## Source extract
[start]
As South Delhi restaurants and hotels are ordered to open up their loos to women and kids, Mumbai restaurateurs react.

mumbai Updated: May 01, 2017 22:25 IST
Anesha George
This is what your walk to the bathroom could look like, if Mumbai passes a rule like the one Delhi now has, allowing women and children free access to toilets in hotels, restaurants and eateries.
This is what your walk to the bathroom could look like, if Mumbai passes a rule like the one Delhi now has, allowing women and children free access to toilets in hotels, restaurants and eateries.(Aalok Soni / HT Photo)

There’s good news for women and children shopping in the Capital. The South Delhi Municipal Corporation (SDMC) has ordered hotels, restaurants and eateries in the area to allow them to walk in and use their toilets, starting May 1. Men have been ruled out, due to security concerns.

The president of National Restaurants Association of India, Riyaaz Amlani, has backed the move saying it will help, since women have a hard time finding clean toilets for use. “This is by no means a replacement for public sanitation,” he adds. “But we are happily and voluntarily taking this step to uphold the dignity of women and make something as basic as washrooms available for them.”

Read: Soon, app that helps you find the nearest toilet: Maharashtra CM nod for actor Akshay Kumar’s idea

The SDMC had earlier suggested that a nominal usage fee be levied on the customer, an idea that was scrapped.

“If a restaurant owner builds and maintains a toilet, how can a government body issue a directive about who can enter? Would we start allowing people into our houses just because a governing body thinks we should?” says Dilip Datwani, president of the Hotel and Restaurant Association of Western India.

Zorawar Kalra, founder and managing director of Massive Restaurants which runs restaurants like Farzi Café, PaPaYa, Masala Library and Masala Bar, says, “Not only we been following this without needing any directive from a government body across cities, we also believe that customers should not be charged at all for using the restrooms, on humanitarian grounds.”

There are others who feel a directive is unnecessary, and may not work across cities.

Dilip Datwani, president of Hotel and Restaurant Association of Western India (HRAWI), explains that a directive like this is an ‘infringement of business interests’. “Where is the owner’s discretion to reserve right of admission?” he says. “This is an open invitation for people to line up outside top restaurants, citing authorisation by the government.”

Maintenance could become an issue too, Datwani adds. “If private restaurant owners are taking the effort to build toilets and maintain them, how does a government body issue a directive about who can enter the premises? Would we start entertaining anyone and everyone into our houses as well, just because a governing body thinks we should?” he said.

Five-star hotels, meanwhile, have always been open to walk-ins. As Vishal Dudeja, PR manager for The Lalit in Mumbai, points out: “We have always made it a point to welcome guests and patrons irrespective of the nature of their visit. It is imperative for us to be hospitable to everyone in exactly the same way, as long as security is not compromised.”
[end]
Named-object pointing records
[start]
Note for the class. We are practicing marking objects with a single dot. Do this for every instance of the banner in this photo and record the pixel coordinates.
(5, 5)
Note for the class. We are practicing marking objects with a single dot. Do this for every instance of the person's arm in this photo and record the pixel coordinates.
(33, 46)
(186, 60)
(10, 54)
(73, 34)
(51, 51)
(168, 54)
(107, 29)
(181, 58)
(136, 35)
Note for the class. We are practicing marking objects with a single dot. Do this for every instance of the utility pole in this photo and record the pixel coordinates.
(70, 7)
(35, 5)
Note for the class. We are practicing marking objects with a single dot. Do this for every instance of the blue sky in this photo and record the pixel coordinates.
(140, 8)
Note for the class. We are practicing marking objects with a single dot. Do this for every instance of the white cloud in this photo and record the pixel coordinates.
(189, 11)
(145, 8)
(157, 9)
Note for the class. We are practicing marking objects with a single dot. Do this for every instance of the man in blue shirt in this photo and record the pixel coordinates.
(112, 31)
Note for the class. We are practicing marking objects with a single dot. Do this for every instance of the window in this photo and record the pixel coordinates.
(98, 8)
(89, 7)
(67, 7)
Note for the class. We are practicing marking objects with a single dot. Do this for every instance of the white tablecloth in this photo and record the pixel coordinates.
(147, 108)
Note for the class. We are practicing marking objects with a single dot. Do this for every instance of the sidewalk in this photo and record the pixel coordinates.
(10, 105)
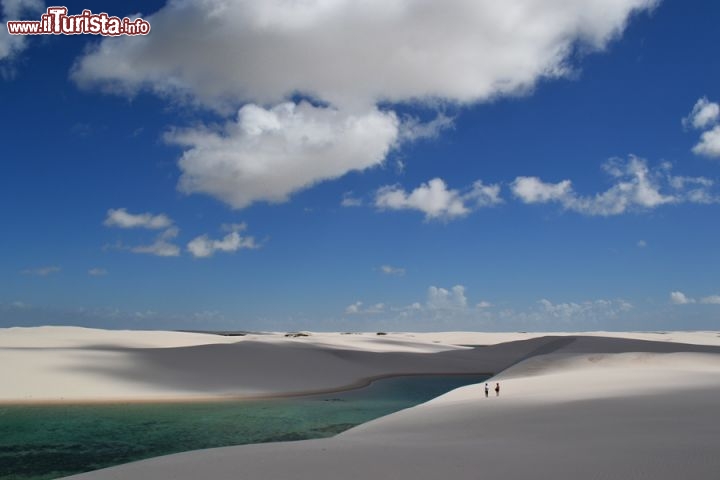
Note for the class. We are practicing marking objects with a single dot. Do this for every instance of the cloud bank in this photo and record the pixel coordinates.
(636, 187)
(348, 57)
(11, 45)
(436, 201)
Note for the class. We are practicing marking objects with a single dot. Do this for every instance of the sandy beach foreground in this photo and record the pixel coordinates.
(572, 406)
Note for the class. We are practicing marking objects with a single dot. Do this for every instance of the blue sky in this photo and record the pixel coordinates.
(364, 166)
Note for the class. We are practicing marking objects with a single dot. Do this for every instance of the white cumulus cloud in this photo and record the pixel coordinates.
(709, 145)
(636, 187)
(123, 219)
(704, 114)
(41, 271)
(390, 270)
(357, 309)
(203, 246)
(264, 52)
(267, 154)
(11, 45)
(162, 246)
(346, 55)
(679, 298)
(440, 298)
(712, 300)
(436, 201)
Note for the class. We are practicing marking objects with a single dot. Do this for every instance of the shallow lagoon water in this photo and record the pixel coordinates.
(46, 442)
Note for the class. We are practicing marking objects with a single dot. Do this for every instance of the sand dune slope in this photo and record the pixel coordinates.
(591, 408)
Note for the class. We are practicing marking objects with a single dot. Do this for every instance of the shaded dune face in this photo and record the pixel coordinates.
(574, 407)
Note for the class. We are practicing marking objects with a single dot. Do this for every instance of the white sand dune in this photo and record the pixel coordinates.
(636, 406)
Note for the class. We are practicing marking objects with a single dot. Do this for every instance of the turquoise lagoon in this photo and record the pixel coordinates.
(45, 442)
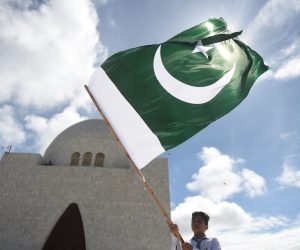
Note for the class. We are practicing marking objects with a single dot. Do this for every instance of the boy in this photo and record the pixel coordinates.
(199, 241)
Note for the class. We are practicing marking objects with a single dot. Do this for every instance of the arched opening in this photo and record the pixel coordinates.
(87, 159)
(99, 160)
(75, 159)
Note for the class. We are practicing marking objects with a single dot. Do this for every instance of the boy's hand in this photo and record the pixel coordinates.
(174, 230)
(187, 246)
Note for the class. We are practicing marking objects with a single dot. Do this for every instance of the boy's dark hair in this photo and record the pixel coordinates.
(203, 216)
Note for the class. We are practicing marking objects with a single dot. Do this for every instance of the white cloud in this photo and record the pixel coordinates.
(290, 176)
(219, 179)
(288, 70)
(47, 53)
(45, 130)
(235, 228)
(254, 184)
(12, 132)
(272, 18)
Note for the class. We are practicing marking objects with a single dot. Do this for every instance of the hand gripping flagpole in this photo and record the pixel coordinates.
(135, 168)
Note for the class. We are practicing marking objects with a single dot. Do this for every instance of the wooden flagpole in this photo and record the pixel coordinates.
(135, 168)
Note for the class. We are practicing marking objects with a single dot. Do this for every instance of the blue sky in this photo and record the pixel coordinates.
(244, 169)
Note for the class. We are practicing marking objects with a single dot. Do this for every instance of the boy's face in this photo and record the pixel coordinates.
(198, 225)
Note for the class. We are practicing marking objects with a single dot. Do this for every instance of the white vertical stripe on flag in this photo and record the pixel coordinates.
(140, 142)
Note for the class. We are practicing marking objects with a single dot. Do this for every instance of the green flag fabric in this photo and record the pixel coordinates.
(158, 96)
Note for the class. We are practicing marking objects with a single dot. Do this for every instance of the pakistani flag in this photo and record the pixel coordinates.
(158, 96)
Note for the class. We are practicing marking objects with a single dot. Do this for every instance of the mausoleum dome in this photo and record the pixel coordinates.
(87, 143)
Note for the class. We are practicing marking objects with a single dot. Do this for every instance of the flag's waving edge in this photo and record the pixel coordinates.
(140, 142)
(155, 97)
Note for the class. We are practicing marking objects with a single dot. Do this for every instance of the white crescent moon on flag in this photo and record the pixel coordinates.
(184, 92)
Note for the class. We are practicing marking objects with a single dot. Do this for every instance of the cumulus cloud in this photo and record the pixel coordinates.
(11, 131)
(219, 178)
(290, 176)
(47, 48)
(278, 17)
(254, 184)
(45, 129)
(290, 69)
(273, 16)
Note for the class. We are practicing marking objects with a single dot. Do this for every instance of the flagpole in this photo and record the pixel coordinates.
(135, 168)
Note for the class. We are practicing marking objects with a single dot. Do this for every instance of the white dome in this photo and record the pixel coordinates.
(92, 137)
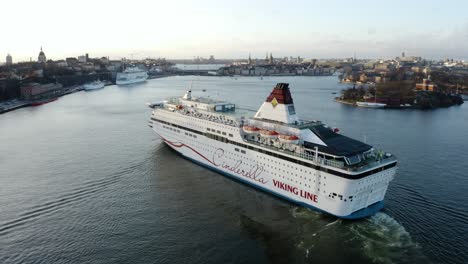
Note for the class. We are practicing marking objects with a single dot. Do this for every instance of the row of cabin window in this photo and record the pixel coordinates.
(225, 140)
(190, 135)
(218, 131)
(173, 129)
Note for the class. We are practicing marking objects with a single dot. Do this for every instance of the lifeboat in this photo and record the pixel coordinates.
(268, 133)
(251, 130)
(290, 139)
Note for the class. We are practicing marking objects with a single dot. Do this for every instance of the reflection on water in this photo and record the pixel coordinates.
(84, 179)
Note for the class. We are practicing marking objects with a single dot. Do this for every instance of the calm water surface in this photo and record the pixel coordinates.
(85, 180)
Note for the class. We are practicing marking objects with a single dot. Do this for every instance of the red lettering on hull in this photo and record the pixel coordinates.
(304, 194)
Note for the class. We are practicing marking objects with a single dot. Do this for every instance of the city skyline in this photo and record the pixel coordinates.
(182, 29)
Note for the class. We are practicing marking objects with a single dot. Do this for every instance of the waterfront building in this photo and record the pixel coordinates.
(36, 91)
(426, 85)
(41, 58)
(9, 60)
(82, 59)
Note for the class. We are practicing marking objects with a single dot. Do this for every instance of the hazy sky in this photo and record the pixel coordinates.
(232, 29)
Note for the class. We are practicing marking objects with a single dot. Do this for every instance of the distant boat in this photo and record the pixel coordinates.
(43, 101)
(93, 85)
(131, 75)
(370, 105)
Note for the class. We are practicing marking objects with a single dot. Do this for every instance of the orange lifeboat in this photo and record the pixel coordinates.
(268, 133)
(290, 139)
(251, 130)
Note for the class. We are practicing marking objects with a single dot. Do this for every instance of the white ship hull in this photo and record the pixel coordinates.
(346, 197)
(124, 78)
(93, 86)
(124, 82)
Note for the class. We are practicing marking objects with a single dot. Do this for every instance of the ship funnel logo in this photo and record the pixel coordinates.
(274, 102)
[end]
## Things to do
#1 Answer these questions using the article on restaurant toilets:
(a) Starting on what date must South Delhi hotels, restaurants and eateries let women and children use their toilets?
(b) What had the SDMC earlier suggested before the idea was scrapped?
(c) Who is the PR manager for The Lalit in Mumbai?
#2 Return the part of the article on restaurant toilets starting with "There’s good news" and going on through "that was scrapped.".

## Task answers
#1
(a) May 1.
(b) A nominal usage fee levied on the customer.
(c) Vishal Dudeja.

#2
There’s good news for women and children shopping in the Capital. The South Delhi Municipal Corporation (SDMC) has ordered hotels, restaurants and eateries in the area to allow them to walk in and use their toilets, starting May 1. Men have been ruled out, due to security concerns.

The president of National Restaurants Association of India, Riyaaz Amlani, has backed the move saying it will help, since women have a hard time finding clean toilets for use. “This is by no means a replacement for public sanitation,” he adds. “But we are happily and voluntarily taking this step to uphold the dignity of women and make something as basic as washrooms available for them.”

Read: Soon, app that helps you find the nearest toilet: Maharashtra CM nod for actor Akshay Kumar’s idea

The SDMC had earlier suggested that a nominal usage fee be levied on the customer, an idea that was scrapped.